*** ENTRIES SHOWN ***

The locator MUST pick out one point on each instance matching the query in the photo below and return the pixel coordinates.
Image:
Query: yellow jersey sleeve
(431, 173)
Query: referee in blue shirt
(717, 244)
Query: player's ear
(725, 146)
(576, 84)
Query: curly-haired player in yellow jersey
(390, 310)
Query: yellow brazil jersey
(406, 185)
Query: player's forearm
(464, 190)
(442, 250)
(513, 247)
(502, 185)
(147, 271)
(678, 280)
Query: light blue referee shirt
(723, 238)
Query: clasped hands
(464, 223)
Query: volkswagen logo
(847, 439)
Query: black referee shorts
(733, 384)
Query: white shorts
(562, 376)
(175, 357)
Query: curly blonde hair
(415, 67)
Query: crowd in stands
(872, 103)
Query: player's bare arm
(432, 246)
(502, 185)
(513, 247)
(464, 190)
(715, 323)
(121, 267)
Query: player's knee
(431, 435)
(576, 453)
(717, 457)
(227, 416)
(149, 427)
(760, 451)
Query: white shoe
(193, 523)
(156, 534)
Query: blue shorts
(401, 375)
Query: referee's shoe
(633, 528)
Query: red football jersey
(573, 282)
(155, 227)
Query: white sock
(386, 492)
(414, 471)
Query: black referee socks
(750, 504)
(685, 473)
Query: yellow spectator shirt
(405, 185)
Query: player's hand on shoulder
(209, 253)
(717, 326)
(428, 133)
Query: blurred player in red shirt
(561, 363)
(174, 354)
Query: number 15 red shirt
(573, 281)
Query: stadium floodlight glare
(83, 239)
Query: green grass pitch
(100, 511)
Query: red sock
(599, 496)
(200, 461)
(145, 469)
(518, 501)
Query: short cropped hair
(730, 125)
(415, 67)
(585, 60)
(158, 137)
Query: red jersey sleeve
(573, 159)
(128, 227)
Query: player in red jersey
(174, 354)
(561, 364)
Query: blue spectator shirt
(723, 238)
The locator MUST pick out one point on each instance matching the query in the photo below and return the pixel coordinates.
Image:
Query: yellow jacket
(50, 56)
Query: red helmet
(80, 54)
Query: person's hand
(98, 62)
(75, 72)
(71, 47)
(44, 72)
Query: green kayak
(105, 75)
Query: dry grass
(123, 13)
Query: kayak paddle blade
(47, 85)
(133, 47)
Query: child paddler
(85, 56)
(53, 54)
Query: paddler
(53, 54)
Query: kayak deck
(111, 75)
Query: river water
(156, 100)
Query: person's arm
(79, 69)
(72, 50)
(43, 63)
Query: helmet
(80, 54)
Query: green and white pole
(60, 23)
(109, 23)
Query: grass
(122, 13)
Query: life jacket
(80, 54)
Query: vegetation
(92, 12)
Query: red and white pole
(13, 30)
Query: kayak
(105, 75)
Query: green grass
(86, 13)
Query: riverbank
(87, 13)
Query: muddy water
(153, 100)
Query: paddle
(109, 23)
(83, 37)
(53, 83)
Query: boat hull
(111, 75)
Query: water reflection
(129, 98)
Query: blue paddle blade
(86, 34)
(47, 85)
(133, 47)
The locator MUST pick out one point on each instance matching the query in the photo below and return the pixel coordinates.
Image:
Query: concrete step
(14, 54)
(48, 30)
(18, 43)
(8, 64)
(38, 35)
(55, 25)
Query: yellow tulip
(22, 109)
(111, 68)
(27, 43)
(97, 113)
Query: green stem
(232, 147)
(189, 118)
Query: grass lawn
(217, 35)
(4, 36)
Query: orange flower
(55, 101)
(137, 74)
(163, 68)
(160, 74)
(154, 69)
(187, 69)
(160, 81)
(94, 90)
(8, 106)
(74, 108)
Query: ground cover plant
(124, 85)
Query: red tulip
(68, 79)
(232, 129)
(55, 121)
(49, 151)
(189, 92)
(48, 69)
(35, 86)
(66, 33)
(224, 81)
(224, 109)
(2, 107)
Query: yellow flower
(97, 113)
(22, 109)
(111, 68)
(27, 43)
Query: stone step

*** End of ENTRIES SHOWN ***

> _PROBLEM DETAILS_:
From the line containing "Query: player in red jersey" down to the last line of the records above, print every line exactly, with both ends kept.

> _SOLVED EXERCISE_:
Query: player in red jersey
(174, 354)
(561, 364)
Query: blue spectator shirt
(723, 238)
The locator MUST pick out one point on each instance matching the query in the photo below and return the pixel coordinates.
Image:
Query: yellow jacket
(50, 56)
Query: red helmet
(80, 54)
Query: person's hand
(98, 62)
(75, 72)
(71, 47)
(44, 72)
Query: green kayak
(105, 75)
Query: dry grass
(123, 13)
Query: kayak paddle blade
(47, 85)
(133, 47)
Query: child paddler
(85, 56)
(53, 54)
Query: paddler
(53, 54)
Query: kayak deck
(111, 75)
Query: river water
(156, 100)
Query: person's arm
(79, 69)
(72, 50)
(43, 63)
Query: helmet
(80, 54)
Query: green and white pole
(60, 23)
(109, 23)
Query: grass
(122, 13)
Query: life jacket
(80, 54)
Query: vegetation
(92, 12)
Query: red and white pole
(13, 30)
Query: kayak
(105, 75)
Query: green grass
(86, 13)
Query: riverbank
(87, 13)
Query: muddy water
(153, 100)
Query: paddle
(109, 23)
(83, 37)
(53, 83)
Query: boat hull
(111, 75)
Query: water reflection
(129, 98)
Query: blue paddle blade
(86, 34)
(47, 85)
(133, 47)
The locator MUST pick out one point on each instance matching the query in the photo below and return the pixel coordinates.
Image:
Query: concrete step
(14, 54)
(48, 30)
(18, 43)
(8, 64)
(38, 35)
(55, 25)
Query: yellow tulip
(22, 109)
(111, 68)
(27, 43)
(97, 113)
Query: green stem
(232, 147)
(189, 118)
Query: grass lawn
(217, 35)
(4, 36)
Query: orange flower
(55, 101)
(137, 74)
(163, 68)
(160, 74)
(154, 69)
(187, 69)
(160, 81)
(94, 90)
(8, 106)
(74, 108)
Query: ground cover plant
(124, 85)
Query: red tulip
(68, 79)
(232, 129)
(55, 121)
(49, 151)
(189, 92)
(48, 69)
(35, 86)
(66, 33)
(224, 81)
(224, 109)
(2, 107)
Query: yellow flower
(97, 113)
(22, 109)
(111, 68)
(27, 43)
Query: stone step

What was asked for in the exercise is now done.